- JOB: Every entry below must appear again, exactly as written.

:::::

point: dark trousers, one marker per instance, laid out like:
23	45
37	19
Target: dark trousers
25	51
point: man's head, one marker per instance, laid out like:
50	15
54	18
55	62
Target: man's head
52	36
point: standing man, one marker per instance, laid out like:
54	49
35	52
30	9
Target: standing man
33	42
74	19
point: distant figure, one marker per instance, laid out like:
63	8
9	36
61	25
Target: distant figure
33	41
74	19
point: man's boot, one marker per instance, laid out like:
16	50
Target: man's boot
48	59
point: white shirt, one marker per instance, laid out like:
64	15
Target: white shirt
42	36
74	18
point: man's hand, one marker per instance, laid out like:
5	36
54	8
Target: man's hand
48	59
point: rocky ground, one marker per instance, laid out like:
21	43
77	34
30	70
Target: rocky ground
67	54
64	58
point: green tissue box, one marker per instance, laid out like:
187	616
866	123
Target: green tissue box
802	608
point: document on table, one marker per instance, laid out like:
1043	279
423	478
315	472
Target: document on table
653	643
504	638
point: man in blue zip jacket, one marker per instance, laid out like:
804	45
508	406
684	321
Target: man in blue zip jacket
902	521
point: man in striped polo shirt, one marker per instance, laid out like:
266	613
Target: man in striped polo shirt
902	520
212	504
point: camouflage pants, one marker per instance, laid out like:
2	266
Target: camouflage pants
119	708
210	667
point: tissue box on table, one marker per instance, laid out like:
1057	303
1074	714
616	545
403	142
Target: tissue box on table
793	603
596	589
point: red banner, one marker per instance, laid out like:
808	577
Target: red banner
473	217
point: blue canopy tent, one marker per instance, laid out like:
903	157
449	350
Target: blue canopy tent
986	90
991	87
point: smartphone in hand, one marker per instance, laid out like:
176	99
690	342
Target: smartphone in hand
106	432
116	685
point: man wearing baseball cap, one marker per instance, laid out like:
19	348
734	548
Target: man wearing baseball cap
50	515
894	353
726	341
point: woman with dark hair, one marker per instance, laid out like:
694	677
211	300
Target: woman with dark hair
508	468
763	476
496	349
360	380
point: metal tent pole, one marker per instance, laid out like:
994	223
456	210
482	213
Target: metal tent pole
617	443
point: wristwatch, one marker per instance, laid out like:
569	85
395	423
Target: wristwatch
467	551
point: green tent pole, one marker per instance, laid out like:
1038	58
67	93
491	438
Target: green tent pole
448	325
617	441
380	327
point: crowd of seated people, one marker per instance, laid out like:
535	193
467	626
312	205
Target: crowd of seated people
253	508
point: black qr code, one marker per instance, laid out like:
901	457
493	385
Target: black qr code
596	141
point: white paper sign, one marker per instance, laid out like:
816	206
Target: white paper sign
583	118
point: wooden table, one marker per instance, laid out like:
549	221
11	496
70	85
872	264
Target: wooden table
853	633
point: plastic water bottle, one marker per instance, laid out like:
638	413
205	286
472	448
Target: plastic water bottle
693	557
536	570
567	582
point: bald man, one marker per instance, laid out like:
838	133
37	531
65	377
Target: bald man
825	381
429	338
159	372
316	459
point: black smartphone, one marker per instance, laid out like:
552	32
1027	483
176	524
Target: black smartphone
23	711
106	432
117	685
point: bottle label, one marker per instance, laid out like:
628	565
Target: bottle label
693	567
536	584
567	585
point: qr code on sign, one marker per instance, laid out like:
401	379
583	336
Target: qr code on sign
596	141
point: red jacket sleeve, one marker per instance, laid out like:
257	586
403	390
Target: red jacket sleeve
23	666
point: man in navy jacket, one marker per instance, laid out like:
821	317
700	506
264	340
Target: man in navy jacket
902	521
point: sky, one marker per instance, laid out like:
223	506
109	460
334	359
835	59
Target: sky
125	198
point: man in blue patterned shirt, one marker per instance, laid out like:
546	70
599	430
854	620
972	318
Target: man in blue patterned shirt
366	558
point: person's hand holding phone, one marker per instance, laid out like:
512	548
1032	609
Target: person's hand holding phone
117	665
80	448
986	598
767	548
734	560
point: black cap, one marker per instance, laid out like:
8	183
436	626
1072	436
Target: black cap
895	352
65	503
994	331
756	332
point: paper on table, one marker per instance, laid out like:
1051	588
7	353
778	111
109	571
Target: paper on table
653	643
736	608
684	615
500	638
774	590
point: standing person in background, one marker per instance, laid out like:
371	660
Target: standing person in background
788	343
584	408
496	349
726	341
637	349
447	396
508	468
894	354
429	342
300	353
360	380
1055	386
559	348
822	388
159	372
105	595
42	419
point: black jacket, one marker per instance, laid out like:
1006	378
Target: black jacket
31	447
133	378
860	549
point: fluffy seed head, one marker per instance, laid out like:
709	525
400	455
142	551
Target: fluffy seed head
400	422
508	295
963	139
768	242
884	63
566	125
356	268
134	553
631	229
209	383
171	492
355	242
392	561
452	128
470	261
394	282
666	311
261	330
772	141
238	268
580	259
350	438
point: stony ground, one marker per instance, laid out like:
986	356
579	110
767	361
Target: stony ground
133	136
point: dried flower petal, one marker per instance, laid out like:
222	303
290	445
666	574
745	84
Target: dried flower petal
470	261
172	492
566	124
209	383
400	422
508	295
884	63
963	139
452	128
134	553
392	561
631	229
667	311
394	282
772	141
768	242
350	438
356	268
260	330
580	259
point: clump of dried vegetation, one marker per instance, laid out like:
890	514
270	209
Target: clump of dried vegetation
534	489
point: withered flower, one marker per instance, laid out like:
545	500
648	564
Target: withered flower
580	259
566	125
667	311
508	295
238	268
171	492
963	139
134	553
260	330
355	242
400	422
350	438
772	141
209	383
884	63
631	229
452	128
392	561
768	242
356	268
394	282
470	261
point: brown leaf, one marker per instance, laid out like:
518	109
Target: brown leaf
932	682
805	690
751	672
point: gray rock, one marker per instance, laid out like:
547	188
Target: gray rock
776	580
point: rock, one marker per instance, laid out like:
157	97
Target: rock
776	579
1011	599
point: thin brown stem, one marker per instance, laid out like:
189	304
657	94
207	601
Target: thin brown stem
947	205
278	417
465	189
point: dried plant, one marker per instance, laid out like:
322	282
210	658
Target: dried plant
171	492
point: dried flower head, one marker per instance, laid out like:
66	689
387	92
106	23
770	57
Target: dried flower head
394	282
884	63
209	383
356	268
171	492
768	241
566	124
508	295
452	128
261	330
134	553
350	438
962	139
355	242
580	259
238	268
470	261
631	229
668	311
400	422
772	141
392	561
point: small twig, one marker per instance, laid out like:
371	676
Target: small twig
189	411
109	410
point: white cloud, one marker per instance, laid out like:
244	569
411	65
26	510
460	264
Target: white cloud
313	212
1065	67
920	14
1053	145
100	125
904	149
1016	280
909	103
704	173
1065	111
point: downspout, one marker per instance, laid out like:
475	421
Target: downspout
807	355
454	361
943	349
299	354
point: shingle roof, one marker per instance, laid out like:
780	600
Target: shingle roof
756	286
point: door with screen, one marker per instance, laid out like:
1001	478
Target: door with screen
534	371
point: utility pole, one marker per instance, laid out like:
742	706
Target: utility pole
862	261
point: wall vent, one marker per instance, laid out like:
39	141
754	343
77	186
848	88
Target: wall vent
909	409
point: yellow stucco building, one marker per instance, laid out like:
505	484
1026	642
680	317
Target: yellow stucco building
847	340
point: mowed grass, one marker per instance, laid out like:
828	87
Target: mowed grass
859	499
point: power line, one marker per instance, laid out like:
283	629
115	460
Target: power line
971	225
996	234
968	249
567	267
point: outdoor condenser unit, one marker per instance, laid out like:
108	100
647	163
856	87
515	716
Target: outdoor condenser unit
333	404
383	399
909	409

:::::

- THE ANSWER:
point: dark trousers, one marker per instance, laid out like:
23	45
37	19
Target: dark trousers
25	51
point: man's head, one marker per instance, laid out like:
50	15
54	18
55	62
Target: man's head
52	36
point: standing man, one marker per instance, laid out like:
54	49
35	52
30	9
Target: standing man
33	42
74	19
point: distant figure, one marker per instance, laid out like:
63	8
9	36
61	25
Target: distant figure
33	41
74	19
point: man's boot, one marker per instance, laid out like:
16	50
Target: man's boot
48	59
point: white shirt, one marker per instance, laid out like:
64	15
Target: white shirt
42	36
74	18
point: man's hand, one marker per instance, laid out like:
5	36
54	8
Target: man's hand
48	59
point: rocky ground, one marker per instance, laid out like:
21	43
77	34
30	70
Target: rocky ground
67	54
64	58
point: green tissue box, one marker per instance, laid out like:
187	616
866	123
Target: green tissue box
802	608
point: document on table, one marker per instance, laid out like:
1043	279
423	478
315	472
Target: document on table
653	643
504	638
point: man in blue zip jacket, one marker per instance, laid out like:
804	45
508	406
684	321
Target: man in blue zip jacket
902	521
point: man in striped polo shirt, one marker per instance, laid out like:
266	613
Target: man in striped polo shirt
902	520
212	504
point: camouflage pants, one marker per instance, laid out like:
2	266
Target: camouflage pants
119	708
210	667
point: tissue box on table, one marker per instance, laid out like:
1057	303
1074	714
616	545
403	142
Target: tissue box on table
793	603
596	589
point: red banner, one marker per instance, laid out like:
808	577
Target: red banner
473	217
point: blue canopy tent, one marker per instance, laid out like:
903	157
449	350
Target: blue canopy tent
986	90
991	87
point: smartphone in hand, one marker per instance, laid out like:
176	99
690	342
Target: smartphone in hand
106	432
116	685
point: man wearing baseball cap, one marker per instance, laid out like:
19	348
734	548
Target: man wearing baseball cap
50	515
894	353
726	341
point: woman with dark hair, one marker per instance, laid out like:
694	677
211	300
Target: woman with dark hair
508	468
763	476
496	349
360	380
point: metal tent pole, one marker per instance, laid out like:
994	223
456	210
482	213
Target: metal tent pole
617	443
point: wristwatch, one marker per instance, laid out like:
569	85
395	423
Target: wristwatch
467	551
point: green tent pole, one marker per instance, laid out like:
1038	58
67	93
491	438
Target: green tent pole
448	325
617	441
380	327
point: crowd of seated people, one marker per instance, laid out like:
535	193
467	626
312	205
Target: crowd of seated people
253	508
point: black qr code, one marker per instance, laid out like:
901	457
493	385
Target: black qr code
596	141
point: white paper sign, one marker per instance, laid out like:
816	206
Target: white paper sign
583	118
point: wooden table, one marker per instance, laid out like:
549	221
11	496
70	85
872	264
Target: wooden table
853	633
point: plastic water bottle, one marker per instance, laid out like:
638	413
205	286
472	448
Target: plastic water bottle
693	557
536	570
567	582
point: bald man, one marker per instance, laid out like:
838	133
37	531
65	377
Target: bald man
825	381
429	338
159	372
316	459
point: black smartphone, one marker per instance, laid out like:
552	32
1027	483
176	524
Target: black smartphone
23	711
106	432
117	685
point: bottle label, one marker per instance, laid out like:
628	565
Target: bottle label
693	567
536	584
567	585
point: qr code on sign, one marker per instance, laid out like:
401	379
583	336
Target: qr code on sign
596	141
point: red jacket sleeve, one marker per instance, laid out like:
257	586
403	390
Target: red jacket sleeve
23	666
point: man in navy jacket, one marker per instance, laid out like:
821	317
700	506
264	340
Target: man in navy jacket
902	521
point: sky, one marker per instance, laid out like:
223	506
109	460
334	359
835	59
Target: sky
125	198
point: man in blue patterned shirt, one marker per instance, laid out like:
546	70
599	430
854	620
972	318
Target: man in blue patterned shirt
366	558
point: person's hand holding phone, one marker per instance, laid out like:
512	548
1032	609
Target: person's hand holding phone
117	665
80	448
986	598
767	548
734	560
point: black cap, one marker per instance, laid out like:
8	183
436	626
1072	436
Target: black cap
895	352
65	503
994	331
756	332
point: paper on table, one marker per instance, laid out like:
1051	588
7	353
778	111
109	571
Target: paper on table
653	643
736	608
684	615
500	638
774	590
point: standing person in background, one marker per instance, laid out like:
371	660
Target: standing person in background
788	343
584	408
496	349
726	341
637	349
447	396
508	468
894	354
429	342
300	353
360	380
1055	386
559	348
822	388
159	372
105	595
42	419
point: black jacket, one marker per instance, laid out like:
1006	378
Target: black jacket
31	447
133	378
860	549
point: fluffy seed head, one marker per instance, laid out like:
709	525
400	455
142	551
Target: fluffy seed head
400	422
508	295
963	139
768	242
884	63
566	125
356	268
134	553
631	229
209	383
171	492
355	242
392	561
452	128
470	261
394	282
666	311
261	330
772	141
238	268
580	259
350	438
point: stony ground, one marker per instance, laid out like:
986	356
579	110
767	361
Target: stony ground
133	136
point: dried flower petal, one marker per instance, laid out like:
222	303
290	445
666	574
745	84
Target: dried flower petal
470	261
172	492
566	124
209	383
400	422
508	295
884	63
963	139
452	128
134	553
392	561
631	229
667	311
394	282
772	141
768	242
350	438
356	268
260	330
580	259
point: clump of dried vegetation, one marker per instance, laid out like:
890	514
270	209
Target: clump of dried vegetation
534	489
point: withered flower, one marker per instance, laid out like:
545	500
648	564
Target: withered flower
580	259
566	125
667	311
508	295
238	268
171	492
963	139
134	553
260	330
355	242
400	422
350	438
772	141
209	383
884	63
631	229
452	128
392	561
768	242
356	268
394	282
470	261
point: brown leaf, one marker per instance, laid out like:
518	109
Target: brown leaf
932	682
805	690
751	672
point: gray rock, one marker per instance, laid out like:
547	188
Target: gray rock
776	580
point: rock, one marker per instance, laid out like:
157	97
Target: rock
776	579
1011	599
point: thin brown stem, one marker per instance, laid out like:
189	304
657	94
207	601
Target: thin brown stem
947	205
278	417
465	189
point: dried plant, one marker per instance, laid out like:
322	282
210	658
Target: dried plant
171	492
point: dried flower head, one marker per instance, laid out like:
66	689
387	92
106	23
770	57
Target: dried flower head
394	282
884	63
209	383
356	268
171	492
768	241
566	124
508	295
452	128
261	330
134	553
350	438
962	139
355	242
580	259
238	268
470	261
631	229
668	311
400	422
772	141
392	561
point: small twig, one marker per instance, laid out like:
371	676
Target: small twig
189	411
109	410
point: white cloud, one marker per instance, laid out like:
244	569
411	65
26	510
460	264
Target: white cloud
313	212
1065	67
920	14
1053	145
100	125
904	149
1016	280
909	103
704	173
1065	111
point: downspout, one marker per instance, laid out like:
475	421
Target: downspout
807	355
454	361
943	349
299	354
point: shingle roof, one marker per instance, laid out like:
780	600
Target: shingle roof
756	286
point: door with screen, one marker per instance, laid out like:
1001	478
Target: door with screen
534	371
point: utility pole, one marker per instance, laid out like:
742	706
Target: utility pole
862	261
point: wall vent, one marker per instance, laid out like:
39	141
754	343
77	186
848	88
Target: wall vent
909	409
point: yellow stucco building, one marker per instance, laid out like:
505	484
1026	642
680	317
Target: yellow stucco building
847	340
point: mowed grass, one marker per instance, laid out like:
828	87
Target: mowed grass
859	499
point: power line, one marker per instance, laid out like:
283	629
115	460
Target: power line
971	225
996	234
968	249
567	267
point: outdoor condenser unit, one marker per instance, laid out like:
108	100
647	163
856	87
515	716
Target: outdoor condenser unit
333	404
383	399
909	409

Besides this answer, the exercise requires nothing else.